#### Study text
The software-defined data center
Server and storage virtualisation are mature concepts, but for maximum data center efficiency and flexibility, the third major IT component — networking — arguably needs to undergo a similar process of decoupling the control layer from the physical hardware. Software-Defined Networking (SDN) is a new field, and the major networking players are still working out their responses to it — (EMC-owned) VMware's purchase of SDN specialist Nicira in July 2012 was a key move in this respect.
The standard-setting and promotion body for SDN is the Open Networking Foundation (ONF) and its major vehicle is the OpenFlow protocol. In April 2012, Google — a founding ONF member — disclosed details of a large-scale OpenFlow implementation on its datacenter backbone network, which carries the search giant's internal traffic (Google's other, internet-facing, backbone network carries user traffic).
Google's SDN experience included faster deployment time, the ability to emulate the backbone network in software for testing, easy upgradability, significant improvements in network utilisation (close to 100 percent, compared to an industry average of 30-40%) and a generally high degree of stability. Echoing its strategy with servers, Google built its own network switches for this project — something that, if widely adopted, will make vendors of traditional data center networking equipment (notably Cisco) nervous.

#### Study questions
1 > According to the software-defined data center passage, what network utilization did Google achieve with SDN?
2 > Decide whether each statement agrees with the software-defined data center passage. Answer yes or no for each, quoting the words of the passage that decide it. (a) VMware bought Nicira in July 2012. (b) Google's OpenFlow implementation ran on the backbone network that carries user traffic. (c) Google used Cisco switches for its SDN project.
3 > Copy the software-defined data center passage word for word from "The standard-setting and" to "carries user traffic).".

[Dataset items]

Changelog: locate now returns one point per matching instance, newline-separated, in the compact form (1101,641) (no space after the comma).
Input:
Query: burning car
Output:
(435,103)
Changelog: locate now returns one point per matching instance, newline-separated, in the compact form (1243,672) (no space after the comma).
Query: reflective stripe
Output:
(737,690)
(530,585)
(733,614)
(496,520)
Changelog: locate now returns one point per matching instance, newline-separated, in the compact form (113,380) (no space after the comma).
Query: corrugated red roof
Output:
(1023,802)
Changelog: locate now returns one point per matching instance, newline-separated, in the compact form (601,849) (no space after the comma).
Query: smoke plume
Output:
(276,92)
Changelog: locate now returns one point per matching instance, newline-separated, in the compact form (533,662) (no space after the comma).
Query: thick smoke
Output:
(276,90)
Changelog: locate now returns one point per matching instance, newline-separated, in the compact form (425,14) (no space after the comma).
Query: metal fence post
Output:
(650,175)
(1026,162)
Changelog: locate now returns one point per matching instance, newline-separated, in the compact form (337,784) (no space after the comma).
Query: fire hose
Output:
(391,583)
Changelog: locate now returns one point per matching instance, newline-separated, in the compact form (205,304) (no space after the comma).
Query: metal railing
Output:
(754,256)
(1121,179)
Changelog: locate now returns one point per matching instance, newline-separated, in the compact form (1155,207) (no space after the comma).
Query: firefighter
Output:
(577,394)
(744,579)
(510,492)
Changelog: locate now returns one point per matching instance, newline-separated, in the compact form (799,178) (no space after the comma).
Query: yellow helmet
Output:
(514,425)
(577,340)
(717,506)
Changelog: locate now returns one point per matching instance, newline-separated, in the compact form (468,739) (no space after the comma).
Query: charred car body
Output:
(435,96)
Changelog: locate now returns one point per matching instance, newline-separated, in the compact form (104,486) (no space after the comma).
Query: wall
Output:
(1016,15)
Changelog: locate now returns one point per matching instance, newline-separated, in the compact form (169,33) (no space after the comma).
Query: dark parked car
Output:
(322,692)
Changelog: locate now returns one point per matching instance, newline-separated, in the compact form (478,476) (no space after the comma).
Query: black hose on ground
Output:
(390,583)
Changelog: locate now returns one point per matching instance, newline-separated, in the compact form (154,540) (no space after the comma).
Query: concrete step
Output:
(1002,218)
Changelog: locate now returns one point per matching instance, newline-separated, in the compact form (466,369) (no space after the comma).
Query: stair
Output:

#### Solved problems
1 > Close to 100 percent, compared to an industry average of 30-40%.

2 >
(a) Yes: "VMware's purchase of SDN specialist Nicira in July 2012"
(b) No: "on its datacenter backbone network, which carries the search giant's internal traffic"
(c) No: "Google built its own network switches for this project"

3 >
The standard-setting and promotion body for SDN is the Open Networking Foundation (ONF) and its major vehicle is the OpenFlow protocol. In April 2012, Google — a founding ONF member — disclosed details of a large-scale OpenFlow implementation on its datacenter backbone network, which carries the search giant's internal traffic (Google's other, internet-facing, backbone network carries user traffic).